TASK REQUIREMENTS:
Reproduce the data in its entirety, exactly as supplied.

DATA SHOWN:
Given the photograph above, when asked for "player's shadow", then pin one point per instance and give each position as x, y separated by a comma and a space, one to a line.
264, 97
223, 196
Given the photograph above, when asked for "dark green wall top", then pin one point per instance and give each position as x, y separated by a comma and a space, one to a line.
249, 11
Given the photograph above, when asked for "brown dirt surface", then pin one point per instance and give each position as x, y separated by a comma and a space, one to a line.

OUTPUT:
Given the photograph above, when asked for "player's shadow", then pin one point per instance and give each position as x, y separated by a comma and a space, one to a line.
264, 97
223, 196
Given the photograph above, when asked for "dark green wall top", then pin one point per instance and give each position as x, y separated by a comma and a space, one to a line.
249, 11
Given the photograph above, when asked for "brown dirt surface", then pin one point per instance and give each position as x, y separated by a comma and a space, one to a line.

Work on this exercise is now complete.